> **DESCRIPTION OF THE TASK**: Copy out every one of the entries below word for word, changing nothing.
>> START SUPPLIED DATA
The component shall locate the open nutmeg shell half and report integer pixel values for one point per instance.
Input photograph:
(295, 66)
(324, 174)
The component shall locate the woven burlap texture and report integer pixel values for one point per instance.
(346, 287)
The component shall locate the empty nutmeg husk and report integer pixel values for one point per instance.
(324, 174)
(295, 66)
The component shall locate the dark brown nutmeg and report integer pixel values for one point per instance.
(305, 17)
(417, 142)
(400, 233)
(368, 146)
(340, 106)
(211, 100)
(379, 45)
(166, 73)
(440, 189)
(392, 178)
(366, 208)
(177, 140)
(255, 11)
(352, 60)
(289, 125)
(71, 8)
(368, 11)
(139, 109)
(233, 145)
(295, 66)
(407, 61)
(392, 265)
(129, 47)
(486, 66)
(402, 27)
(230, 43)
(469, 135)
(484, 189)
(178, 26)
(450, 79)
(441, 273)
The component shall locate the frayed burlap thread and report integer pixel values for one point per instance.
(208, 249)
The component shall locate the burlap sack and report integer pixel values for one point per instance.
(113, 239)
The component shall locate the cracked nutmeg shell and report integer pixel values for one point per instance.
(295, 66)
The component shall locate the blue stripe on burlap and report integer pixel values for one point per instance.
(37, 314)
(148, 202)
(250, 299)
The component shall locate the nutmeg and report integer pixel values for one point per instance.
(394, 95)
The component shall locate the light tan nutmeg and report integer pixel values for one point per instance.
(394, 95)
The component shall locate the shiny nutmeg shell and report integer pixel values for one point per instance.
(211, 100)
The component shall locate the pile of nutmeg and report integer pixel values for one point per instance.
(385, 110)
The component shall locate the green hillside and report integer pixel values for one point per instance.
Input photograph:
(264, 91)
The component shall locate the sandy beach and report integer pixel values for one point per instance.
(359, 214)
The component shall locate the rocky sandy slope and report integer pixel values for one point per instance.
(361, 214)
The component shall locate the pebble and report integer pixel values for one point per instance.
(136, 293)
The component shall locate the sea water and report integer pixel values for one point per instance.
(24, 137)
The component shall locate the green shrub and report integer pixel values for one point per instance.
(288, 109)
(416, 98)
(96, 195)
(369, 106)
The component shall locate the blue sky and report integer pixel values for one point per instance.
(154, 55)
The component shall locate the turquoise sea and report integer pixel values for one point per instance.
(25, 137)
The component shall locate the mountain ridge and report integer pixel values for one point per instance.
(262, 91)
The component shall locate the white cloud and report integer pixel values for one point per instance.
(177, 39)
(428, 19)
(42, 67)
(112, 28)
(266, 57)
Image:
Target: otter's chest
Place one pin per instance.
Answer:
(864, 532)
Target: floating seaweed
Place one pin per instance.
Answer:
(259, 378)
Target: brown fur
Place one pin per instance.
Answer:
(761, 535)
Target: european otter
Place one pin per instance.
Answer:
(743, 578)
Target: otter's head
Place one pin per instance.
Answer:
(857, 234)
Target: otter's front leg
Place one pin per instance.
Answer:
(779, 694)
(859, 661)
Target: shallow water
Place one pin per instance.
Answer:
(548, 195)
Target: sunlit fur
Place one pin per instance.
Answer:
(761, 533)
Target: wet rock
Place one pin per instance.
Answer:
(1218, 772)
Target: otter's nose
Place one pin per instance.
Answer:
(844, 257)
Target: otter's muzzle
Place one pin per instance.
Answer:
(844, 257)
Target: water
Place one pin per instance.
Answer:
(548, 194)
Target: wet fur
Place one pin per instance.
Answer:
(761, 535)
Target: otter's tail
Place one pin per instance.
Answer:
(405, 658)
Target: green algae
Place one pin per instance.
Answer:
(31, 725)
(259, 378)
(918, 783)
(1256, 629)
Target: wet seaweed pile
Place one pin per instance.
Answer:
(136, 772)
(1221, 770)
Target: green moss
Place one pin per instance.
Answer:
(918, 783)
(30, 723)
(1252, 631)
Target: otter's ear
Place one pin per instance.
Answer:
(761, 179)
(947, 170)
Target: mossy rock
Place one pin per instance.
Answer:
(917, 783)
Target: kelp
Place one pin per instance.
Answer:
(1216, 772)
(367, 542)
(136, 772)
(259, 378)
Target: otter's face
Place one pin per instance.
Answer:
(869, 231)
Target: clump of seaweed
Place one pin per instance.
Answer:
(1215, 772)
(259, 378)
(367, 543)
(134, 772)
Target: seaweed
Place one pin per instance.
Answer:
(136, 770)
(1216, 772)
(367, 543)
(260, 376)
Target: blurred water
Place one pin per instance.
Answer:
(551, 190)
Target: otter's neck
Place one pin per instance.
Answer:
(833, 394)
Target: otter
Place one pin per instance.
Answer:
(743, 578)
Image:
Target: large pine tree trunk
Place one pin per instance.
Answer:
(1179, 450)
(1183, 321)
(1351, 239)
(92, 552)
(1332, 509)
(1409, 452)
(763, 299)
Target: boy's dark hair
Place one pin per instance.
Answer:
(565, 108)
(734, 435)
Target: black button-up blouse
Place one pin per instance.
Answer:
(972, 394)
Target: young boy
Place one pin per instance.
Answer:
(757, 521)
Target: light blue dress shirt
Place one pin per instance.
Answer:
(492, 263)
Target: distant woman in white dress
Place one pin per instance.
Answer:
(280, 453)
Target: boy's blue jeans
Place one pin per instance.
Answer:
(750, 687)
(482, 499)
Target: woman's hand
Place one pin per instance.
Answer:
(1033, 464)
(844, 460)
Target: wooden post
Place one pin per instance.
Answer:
>> END SUPPLIED DATA
> **THE COMPLETED TASK**:
The component shall locate the open nutmeg shell half and report integer pixel values for one point per instance.
Input photograph:
(295, 66)
(324, 174)
The component shall locate the woven burlap texture and report integer pixel values for one point per instance.
(346, 287)
The component shall locate the empty nutmeg husk and report integer pixel values for one point per instance.
(324, 174)
(295, 66)
The component shall locate the dark brown nutmeg and report integer pixel values for one point per instance.
(305, 17)
(417, 142)
(400, 233)
(368, 146)
(340, 106)
(211, 100)
(379, 45)
(166, 73)
(440, 189)
(392, 178)
(366, 208)
(177, 140)
(255, 11)
(352, 60)
(289, 125)
(71, 8)
(368, 11)
(139, 109)
(233, 145)
(295, 66)
(407, 61)
(392, 265)
(129, 47)
(486, 66)
(402, 27)
(230, 43)
(469, 135)
(484, 189)
(178, 26)
(450, 79)
(441, 273)
The component shall locate the frayed burlap thread and report integer pixel values for one point per instance.
(208, 249)
The component shall locate the burlap sack and report integer pixel values for one point per instance.
(113, 239)
The component shall locate the cracked nutmeg shell and report integer pixel values for one point per instance.
(295, 66)
The component shall locate the blue stripe on burlap and report integer pixel values for one point per instance.
(37, 314)
(148, 202)
(250, 299)
The component shall locate the nutmeg and report integer pixel values for one point per instance.
(394, 95)
The component shall locate the light tan nutmeg and report integer pixel values for one point per instance.
(394, 95)
The component shall locate the shiny nutmeg shell and report integer pixel values for one point per instance.
(211, 100)
The component shall locate the pile of nutmeg and report integer pixel values for one point per instance.
(385, 110)
The component shall locate the green hillside and report integer pixel values for one point per instance.
Input photograph:
(264, 91)
The component shall locate the sandy beach and report integer pixel values for one point per instance.
(359, 214)
The component shall locate the rocky sandy slope and report integer pixel values for one point per instance.
(361, 214)
The component shall locate the pebble and report integer pixel values for one point per instance.
(136, 293)
The component shall locate the sea water and report integer pixel values for one point per instance.
(24, 137)
The component shall locate the green shrub and report integer pixel values for one point per instance.
(288, 109)
(416, 98)
(96, 195)
(369, 106)
The component shall locate the blue sky and report integer pixel values for one point per instance.
(154, 55)
The component shall locate the turquoise sea and report integer pixel values for one point per instance.
(25, 137)
The component shall locate the mountain ridge and report integer pixel values for one point per instance.
(262, 91)
The component shall locate the white cloud and report integer pixel values for one point per instance.
(177, 39)
(428, 19)
(42, 67)
(112, 28)
(266, 57)
Image:
Target: otter's chest
Place one pin per instance.
Answer:
(864, 532)
Target: floating seaweed
Place one pin per instance.
Answer:
(259, 378)
Target: brown fur
Place one pin per instance.
Answer:
(761, 535)
Target: european otter
Place one pin per instance.
Answer:
(743, 578)
Target: otter's head
Place one pin per instance.
Answer:
(857, 234)
Target: otter's front leg
Place one pin per instance.
Answer:
(779, 694)
(859, 661)
Target: shallow water
Place one pin per instance.
Answer:
(548, 195)
Target: sunlit fur
Place one pin per instance.
Answer:
(761, 533)
Target: wet rock
Place one pin per instance.
Answer:
(1218, 772)
Target: otter's nose
Place one pin per instance.
Answer:
(844, 257)
Target: otter's muzzle
Place one pin per instance.
Answer:
(844, 257)
Target: water
Place one pin per instance.
Answer:
(548, 194)
Target: wet fur
Place one pin per instance.
Answer:
(761, 535)
Target: otter's tail
Place one pin per instance.
Answer:
(405, 658)
Target: green algae
Place one pin per instance.
Answer:
(31, 725)
(259, 378)
(918, 783)
(1256, 629)
Target: wet seaweed pile
Place one pin per instance.
Answer:
(136, 772)
(1221, 770)
Target: green moss
Place one pin per instance.
Answer:
(918, 783)
(30, 723)
(1252, 631)
Target: otter's ear
Place one pin per instance.
Answer:
(761, 179)
(947, 170)
Target: mossy rock
Place one pin per instance.
Answer:
(917, 783)
Target: kelp
Place one pin per instance.
Answer:
(1216, 772)
(367, 542)
(136, 772)
(259, 378)
Target: otter's face
Place one pin per instance.
Answer:
(869, 231)
Target: clump of seaweed
Place one pin per instance.
Answer:
(1215, 772)
(259, 378)
(367, 543)
(134, 772)
Target: seaweed
Place one pin per instance.
Answer:
(136, 770)
(1216, 772)
(367, 543)
(260, 376)
Target: blurred water
Place one pin per instance.
Answer:
(551, 190)
Target: otter's neck
Place one pin per instance.
Answer:
(833, 394)
Target: otter
Place one pin per instance.
Answer:
(743, 578)
Image:
Target: large pine tree trunk
Place one pin per instance.
Answer:
(1179, 450)
(1183, 321)
(1351, 239)
(92, 552)
(1332, 509)
(1409, 452)
(763, 299)
Target: boy's dark hair
Place one pin per instance.
Answer:
(565, 108)
(734, 435)
Target: black button-up blouse
Place one pin per instance.
Answer:
(972, 394)
Target: young boy
Place one pin per instance.
Answer:
(757, 521)
Target: light blue dress shirt
Place one pin per instance.
Answer:
(492, 263)
Target: distant woman in white dress
Place one pin per instance.
Answer:
(280, 453)
Target: boy's blue jeans
Place one pin per instance.
Answer:
(750, 687)
(482, 499)
Target: woman's hand
Place one pin per instance.
Answer:
(1033, 464)
(844, 460)
Target: wooden post
Place one pin per instance.
Answer:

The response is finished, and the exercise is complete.